* **Quoted passage**
+++
Skip to main content

Monitoring Setup

Complete guide for setting up monitoring and observability for the SBM CRM Platform.

Monitoring Stack

Components

  • Prometheus - Metrics collection
  • Grafana - Visualization and dashboards
  • Alertmanager - Alert management
  • ELK Stack - Log aggregation (optional)
  • Sentry - Error tracking

Prometheus Setup

Install Prometheus

# Download Prometheus
wget https://github.com/prometheus/prometheus/releases/download/v2.45.0/prometheus-2.45.0.linux-amd64.tar.gz
tar xvfz prometheus-*.tar.gz
sudo mv prometheus-2.45.0.linux-amd64 /opt/prometheus

Configure Prometheus

Edit /opt/prometheus/prometheus.yml:

global:
scrape_interval: 15s
evaluation_interval: 15s

scrape_configs:
- job_name: 'sbmcrm-api'
static_configs:
- targets: ['localhost:9090']

- job_name: 'postgresql'
static_configs:
- targets: ['localhost:9187']

- job_name: 'redis'
static_configs:
- targets: ['localhost:9121']

Start Prometheus

# Create systemd service
sudo nano /etc/systemd/system/prometheus.service

Service file:

[Unit]
Description=Prometheus
After=network.target

[Service]
Type=simple
User=prometheus
ExecStart=/opt/prometheus/prometheus --config.file=/opt/prometheus/prometheus.yml
Restart=always

[Install]
WantedBy=multi-user.target
sudo systemctl start prometheus
sudo systemctl enable prometheus

Application Metrics

Expose Metrics Endpoint

// Express.js example
const promClient = require('prom-client');

// Create metrics registry
const register = new promClient.Registry();

// Default metrics
promClient.collectDefaultMetrics({ register });

// Custom metrics
const httpRequestDuration = new promClient.Histogram({
name: 'http_request_duration_seconds',
help: 'Duration of HTTP requests in seconds',
labelNames: ['method', 'route', 'status'],
registers: [register]
});

// Expose metrics endpoint
app.get('/metrics', async (req, res) => {
res.set('Content-Type', register.contentType);
res.end(await register.metrics());
});

Key Metrics to Track

  • Request Rate - Requests per second
  • Response Time - P50, P95, P99 latencies
  • Error Rate - 4xx and 5xx errors
  • Database Connections - Active connections
  • Cache Hit Rate - Redis cache performance
  • Queue Length - Message queue depth

Grafana Setup

Install Grafana

# Ubuntu/Debian
sudo apt-get install -y software-properties-common
sudo add-apt-repository "deb https://packages.grafana.com/oss/deb stable main"
+++
* **Supplied records**

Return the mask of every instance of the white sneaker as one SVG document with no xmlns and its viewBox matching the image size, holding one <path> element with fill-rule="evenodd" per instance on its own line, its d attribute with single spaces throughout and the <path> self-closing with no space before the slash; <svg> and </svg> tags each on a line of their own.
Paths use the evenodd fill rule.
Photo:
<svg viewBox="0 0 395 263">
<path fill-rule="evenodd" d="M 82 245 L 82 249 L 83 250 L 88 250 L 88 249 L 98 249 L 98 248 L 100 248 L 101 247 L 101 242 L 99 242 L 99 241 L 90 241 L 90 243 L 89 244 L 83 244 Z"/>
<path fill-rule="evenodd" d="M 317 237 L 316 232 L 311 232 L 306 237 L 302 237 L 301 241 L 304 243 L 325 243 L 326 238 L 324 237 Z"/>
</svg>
+++
* **Written problem 1**
Give the port that the monitoring guide's Prometheus configuration lists as the target for the redis job.
* **Written problem 2**
Using the monitoring guide, explain what role Prometheus plays in the monitoring stack and what role Grafana plays.

* **Response 1**
Port 9121 (localhost:9121).

* **Response 2**
Prometheus handles metrics collection. Grafana provides visualization and dashboards for those metrics.